Two pharmacy technicians admit to their roles in Medicaid fraud scheme
Two pharmacy technicians from Essex County, N.J., pleaded guilty for their role in a scheme to defraud Medicaid by buying prescription forms for HIV/AIDS drugs from indigent patients.
Ten people were charged in grand-jury indictments, handed up Oct. 26, 2009, with participating in the scheme, which used pharmacy owners and employees to buy the forms so Medicaid could be billed for drugs that were never dispensed, according to the New Jersey Attorney General’s Office.
Jannah Rasheedah Amatul Muid, 26, of East Orange, N.J., and Alicia Stephens, 29, of Newark, N.J., each pleaded guilty to third-degree Medicaid fraud before Superior Court Judge Michael A. Petrolle in Essex County.
They each face up to three years in prison and $10,000 in fines at sentencing, scheduled for March 8.
Muid and Stephens, technicians at Pharmacy of America in East Orange, admitted that between May 11, 2006, and October 15, 2008, that they paid Medicaid beneficiaries for prescriptions and subsequently billed the Medicaid Program for prescription drugs that were never dispensed to the Medicaid beneficiaries.
The charges were a result of Operation PharmScam, an ongoing investigation targeting Medicaid fraud that began in 2008 and has been conducted by the Office of Insurance Fraud Prosecutor’s Medicaid Fraud Control Unit, the Jersey City Police Department and the U.S. Food and Drug Administration’s Office of Criminal Investigations.

Extracted entries:

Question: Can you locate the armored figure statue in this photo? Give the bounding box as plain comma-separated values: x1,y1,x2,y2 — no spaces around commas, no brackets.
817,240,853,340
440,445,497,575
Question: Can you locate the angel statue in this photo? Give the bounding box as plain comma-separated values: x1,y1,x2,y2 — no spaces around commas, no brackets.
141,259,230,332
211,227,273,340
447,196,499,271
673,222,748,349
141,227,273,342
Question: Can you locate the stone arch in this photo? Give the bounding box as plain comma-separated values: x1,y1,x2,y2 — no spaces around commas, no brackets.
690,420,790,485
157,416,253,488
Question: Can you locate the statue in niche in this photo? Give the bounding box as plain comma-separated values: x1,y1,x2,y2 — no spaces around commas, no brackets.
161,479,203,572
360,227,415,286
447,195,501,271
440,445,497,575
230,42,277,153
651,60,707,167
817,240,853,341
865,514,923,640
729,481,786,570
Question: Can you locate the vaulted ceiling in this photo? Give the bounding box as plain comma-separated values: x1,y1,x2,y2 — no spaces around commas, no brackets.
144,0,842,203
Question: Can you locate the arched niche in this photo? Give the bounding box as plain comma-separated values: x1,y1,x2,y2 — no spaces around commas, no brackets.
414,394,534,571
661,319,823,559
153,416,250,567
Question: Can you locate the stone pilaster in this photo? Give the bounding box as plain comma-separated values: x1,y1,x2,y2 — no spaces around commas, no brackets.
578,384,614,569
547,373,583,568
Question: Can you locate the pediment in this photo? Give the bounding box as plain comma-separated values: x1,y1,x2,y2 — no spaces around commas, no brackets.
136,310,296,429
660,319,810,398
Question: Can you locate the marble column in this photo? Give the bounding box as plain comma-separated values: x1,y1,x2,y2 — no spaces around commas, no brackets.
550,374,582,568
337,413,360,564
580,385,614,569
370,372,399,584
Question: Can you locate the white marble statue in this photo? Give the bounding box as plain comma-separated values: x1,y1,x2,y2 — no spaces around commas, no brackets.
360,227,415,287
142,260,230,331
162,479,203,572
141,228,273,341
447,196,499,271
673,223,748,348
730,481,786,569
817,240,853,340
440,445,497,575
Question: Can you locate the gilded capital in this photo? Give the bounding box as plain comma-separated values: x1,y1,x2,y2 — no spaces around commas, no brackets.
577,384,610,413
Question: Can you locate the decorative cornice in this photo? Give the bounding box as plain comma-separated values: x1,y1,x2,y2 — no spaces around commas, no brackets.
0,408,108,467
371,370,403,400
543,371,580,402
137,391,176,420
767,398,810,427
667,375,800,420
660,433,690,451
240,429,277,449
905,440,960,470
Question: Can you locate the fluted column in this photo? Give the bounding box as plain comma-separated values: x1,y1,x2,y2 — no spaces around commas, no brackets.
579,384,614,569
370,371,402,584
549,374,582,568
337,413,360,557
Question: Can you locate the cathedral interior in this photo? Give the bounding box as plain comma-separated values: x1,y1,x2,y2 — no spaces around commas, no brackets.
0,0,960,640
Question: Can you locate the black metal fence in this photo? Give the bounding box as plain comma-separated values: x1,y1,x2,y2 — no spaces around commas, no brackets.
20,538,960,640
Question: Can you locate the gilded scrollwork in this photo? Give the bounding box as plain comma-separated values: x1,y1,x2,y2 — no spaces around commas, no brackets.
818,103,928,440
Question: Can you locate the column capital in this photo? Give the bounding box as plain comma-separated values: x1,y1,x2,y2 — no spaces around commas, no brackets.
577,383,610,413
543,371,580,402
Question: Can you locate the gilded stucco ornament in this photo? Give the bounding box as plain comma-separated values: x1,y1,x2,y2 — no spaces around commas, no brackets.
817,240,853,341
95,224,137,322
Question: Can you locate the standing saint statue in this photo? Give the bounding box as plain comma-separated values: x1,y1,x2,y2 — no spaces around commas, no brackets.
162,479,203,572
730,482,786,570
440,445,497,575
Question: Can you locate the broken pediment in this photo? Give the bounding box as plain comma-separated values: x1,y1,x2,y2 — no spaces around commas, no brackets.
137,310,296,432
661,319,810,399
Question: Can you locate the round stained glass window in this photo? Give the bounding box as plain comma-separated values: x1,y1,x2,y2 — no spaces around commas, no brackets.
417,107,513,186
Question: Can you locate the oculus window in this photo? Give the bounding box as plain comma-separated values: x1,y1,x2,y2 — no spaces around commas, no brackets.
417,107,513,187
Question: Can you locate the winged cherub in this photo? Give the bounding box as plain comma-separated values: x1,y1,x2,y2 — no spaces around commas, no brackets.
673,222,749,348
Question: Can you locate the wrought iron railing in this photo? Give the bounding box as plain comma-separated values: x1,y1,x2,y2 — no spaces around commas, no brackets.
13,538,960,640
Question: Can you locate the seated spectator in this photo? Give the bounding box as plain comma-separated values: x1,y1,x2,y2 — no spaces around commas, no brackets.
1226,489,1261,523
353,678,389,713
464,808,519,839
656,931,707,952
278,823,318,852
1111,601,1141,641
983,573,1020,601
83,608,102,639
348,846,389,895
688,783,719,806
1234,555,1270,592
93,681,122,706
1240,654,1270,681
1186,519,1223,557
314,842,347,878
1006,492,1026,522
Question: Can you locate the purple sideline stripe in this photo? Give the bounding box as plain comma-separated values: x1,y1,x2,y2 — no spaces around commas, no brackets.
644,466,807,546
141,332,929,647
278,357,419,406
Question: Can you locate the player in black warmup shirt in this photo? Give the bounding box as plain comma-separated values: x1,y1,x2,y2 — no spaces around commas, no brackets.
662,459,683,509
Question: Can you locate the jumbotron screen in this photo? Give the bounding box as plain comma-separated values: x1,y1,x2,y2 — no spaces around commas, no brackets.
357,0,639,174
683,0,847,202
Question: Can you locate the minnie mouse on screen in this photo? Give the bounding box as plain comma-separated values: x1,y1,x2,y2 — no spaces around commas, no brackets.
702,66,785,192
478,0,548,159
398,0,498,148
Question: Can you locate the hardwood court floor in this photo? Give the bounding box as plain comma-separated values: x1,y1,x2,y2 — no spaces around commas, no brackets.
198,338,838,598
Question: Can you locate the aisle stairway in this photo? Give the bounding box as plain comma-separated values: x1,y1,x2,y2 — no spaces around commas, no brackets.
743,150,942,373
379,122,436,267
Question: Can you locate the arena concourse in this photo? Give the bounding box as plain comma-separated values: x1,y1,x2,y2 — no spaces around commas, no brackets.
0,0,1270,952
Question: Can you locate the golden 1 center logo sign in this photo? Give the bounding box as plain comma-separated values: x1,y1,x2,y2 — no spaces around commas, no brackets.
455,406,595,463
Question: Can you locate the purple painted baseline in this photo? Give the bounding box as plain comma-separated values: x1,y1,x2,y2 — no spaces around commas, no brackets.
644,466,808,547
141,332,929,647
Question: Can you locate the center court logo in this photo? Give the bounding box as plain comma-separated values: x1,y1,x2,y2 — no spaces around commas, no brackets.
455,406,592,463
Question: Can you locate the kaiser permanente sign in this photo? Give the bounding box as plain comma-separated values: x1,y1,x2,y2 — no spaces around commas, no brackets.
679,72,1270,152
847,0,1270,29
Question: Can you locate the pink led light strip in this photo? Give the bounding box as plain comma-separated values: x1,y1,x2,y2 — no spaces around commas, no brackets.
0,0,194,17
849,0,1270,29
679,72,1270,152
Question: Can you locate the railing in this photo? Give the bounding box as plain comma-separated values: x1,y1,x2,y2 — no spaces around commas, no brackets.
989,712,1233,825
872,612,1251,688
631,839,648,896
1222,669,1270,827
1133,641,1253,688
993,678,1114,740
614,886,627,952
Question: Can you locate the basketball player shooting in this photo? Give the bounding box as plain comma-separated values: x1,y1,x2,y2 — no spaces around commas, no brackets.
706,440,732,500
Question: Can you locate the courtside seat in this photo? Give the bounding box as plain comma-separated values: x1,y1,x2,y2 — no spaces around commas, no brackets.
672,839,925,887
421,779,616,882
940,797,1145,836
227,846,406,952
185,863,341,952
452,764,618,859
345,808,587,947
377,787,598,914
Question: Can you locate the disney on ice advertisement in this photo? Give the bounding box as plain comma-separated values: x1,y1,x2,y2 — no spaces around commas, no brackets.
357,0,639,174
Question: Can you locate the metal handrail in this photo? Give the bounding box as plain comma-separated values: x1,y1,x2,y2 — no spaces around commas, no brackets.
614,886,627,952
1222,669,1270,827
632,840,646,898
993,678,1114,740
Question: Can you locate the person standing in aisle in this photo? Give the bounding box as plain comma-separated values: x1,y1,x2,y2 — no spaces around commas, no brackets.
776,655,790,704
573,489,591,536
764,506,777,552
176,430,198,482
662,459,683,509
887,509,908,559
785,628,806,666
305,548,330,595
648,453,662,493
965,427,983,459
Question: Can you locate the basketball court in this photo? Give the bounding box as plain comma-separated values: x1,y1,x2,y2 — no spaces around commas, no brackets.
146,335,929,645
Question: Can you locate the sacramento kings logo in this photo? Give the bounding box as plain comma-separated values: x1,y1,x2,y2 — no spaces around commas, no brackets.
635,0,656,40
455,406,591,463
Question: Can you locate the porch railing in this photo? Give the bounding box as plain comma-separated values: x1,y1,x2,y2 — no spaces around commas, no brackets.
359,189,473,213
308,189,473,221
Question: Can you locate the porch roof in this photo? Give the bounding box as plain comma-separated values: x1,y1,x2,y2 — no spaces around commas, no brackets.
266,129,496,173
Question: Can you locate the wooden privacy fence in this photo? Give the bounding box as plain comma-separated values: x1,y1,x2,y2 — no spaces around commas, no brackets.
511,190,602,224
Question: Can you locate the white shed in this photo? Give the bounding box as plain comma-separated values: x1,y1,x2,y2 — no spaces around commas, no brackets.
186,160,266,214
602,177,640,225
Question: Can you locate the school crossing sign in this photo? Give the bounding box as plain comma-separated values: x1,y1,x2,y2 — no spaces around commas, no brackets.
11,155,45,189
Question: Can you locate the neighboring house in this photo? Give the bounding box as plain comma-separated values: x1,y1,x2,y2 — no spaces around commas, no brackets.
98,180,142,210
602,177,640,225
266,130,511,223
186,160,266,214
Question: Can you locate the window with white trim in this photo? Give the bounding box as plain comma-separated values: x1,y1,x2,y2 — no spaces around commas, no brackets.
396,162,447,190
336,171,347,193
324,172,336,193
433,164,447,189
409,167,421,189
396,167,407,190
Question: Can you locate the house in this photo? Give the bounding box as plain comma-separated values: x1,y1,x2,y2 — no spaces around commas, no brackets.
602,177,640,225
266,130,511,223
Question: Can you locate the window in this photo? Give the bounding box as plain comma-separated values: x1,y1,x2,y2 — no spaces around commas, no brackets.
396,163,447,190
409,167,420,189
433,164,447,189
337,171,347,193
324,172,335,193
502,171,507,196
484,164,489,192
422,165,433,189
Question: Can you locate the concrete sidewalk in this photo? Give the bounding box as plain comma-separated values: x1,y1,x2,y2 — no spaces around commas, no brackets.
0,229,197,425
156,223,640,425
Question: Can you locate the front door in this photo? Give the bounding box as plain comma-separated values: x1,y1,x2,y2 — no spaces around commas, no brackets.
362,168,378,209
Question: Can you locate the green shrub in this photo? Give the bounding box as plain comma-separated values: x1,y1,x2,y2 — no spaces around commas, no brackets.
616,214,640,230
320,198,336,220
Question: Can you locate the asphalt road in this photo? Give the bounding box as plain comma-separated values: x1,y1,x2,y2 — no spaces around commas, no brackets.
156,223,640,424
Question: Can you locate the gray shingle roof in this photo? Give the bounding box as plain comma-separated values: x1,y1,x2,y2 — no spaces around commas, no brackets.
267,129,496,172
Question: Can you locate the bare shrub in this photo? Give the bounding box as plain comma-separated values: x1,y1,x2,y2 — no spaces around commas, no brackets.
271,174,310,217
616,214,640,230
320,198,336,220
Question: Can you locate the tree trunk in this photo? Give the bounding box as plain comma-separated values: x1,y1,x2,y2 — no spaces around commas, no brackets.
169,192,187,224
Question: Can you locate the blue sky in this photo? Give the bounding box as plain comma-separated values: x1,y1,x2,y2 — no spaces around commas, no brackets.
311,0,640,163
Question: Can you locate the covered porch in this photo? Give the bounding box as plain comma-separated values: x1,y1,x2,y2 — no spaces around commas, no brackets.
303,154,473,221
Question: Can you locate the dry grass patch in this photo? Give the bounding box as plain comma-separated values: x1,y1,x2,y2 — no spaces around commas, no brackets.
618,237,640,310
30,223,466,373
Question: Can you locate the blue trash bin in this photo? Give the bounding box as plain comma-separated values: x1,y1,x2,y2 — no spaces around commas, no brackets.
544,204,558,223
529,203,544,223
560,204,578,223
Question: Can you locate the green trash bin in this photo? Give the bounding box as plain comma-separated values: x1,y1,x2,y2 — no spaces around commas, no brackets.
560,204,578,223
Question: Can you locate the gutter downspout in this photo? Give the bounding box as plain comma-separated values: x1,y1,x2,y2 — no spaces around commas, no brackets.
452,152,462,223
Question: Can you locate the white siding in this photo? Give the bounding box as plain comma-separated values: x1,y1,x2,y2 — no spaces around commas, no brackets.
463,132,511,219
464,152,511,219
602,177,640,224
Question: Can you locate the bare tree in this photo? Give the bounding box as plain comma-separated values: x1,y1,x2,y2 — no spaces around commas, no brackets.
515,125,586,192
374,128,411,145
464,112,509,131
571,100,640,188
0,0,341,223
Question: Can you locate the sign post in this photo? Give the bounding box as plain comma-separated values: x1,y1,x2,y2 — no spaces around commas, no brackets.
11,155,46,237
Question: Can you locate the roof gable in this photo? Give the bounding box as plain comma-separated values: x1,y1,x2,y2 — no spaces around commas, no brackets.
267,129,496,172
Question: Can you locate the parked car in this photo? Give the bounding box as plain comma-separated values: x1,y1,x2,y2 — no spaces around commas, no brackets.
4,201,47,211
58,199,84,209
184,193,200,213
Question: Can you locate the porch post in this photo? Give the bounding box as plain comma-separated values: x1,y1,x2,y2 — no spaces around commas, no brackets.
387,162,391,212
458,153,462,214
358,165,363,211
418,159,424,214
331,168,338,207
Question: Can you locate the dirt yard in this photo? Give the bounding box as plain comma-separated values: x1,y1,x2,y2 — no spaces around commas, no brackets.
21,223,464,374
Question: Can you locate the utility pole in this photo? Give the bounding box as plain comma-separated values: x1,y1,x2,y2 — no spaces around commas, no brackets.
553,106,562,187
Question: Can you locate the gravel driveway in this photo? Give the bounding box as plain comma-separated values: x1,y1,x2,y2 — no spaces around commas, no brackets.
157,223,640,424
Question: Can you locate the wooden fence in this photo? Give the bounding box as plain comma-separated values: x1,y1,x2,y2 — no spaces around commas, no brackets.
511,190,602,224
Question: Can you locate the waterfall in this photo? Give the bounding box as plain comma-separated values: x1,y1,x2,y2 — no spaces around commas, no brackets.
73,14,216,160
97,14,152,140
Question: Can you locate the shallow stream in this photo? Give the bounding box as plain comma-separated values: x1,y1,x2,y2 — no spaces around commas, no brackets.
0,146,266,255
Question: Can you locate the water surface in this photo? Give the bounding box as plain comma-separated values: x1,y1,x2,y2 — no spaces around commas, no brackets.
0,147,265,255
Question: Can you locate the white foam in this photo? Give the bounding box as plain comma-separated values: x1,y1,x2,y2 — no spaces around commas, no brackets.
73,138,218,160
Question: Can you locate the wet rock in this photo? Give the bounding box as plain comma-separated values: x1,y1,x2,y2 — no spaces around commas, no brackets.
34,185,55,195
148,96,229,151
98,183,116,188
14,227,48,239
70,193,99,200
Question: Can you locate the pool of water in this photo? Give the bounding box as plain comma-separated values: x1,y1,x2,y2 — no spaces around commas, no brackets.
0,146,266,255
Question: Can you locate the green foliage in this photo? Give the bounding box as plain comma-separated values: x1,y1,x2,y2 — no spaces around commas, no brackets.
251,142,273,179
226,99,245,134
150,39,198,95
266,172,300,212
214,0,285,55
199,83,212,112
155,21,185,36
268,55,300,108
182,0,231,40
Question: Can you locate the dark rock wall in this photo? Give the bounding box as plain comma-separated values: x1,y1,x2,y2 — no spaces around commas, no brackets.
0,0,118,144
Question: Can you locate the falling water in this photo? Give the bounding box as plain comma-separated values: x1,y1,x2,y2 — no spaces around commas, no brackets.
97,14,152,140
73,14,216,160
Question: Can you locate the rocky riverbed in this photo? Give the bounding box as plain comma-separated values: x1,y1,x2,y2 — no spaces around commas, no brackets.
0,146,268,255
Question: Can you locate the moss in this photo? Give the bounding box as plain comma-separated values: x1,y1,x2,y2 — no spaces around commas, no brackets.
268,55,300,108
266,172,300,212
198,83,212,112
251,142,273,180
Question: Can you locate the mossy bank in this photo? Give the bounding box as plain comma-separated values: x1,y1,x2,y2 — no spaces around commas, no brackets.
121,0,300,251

Work request:
Copy the Medicaid fraud article starting at "They each face" and ending at "the Medicaid beneficiaries.", replacing "Medicaid beneficiaries" with "Medicaid enrollees" each time it occurs.

Response to the task:
They each face up to three years in prison and $10,000 in fines at sentencing, scheduled for March 8.
Muid and Stephens, technicians at Pharmacy of America in East Orange, admitted that between May 11, 2006, and October 15, 2008, that they paid Medicaid enrollees for prescriptions and subsequently billed the Medicaid Program for prescription drugs that were never dispensed to the Medicaid enrollees.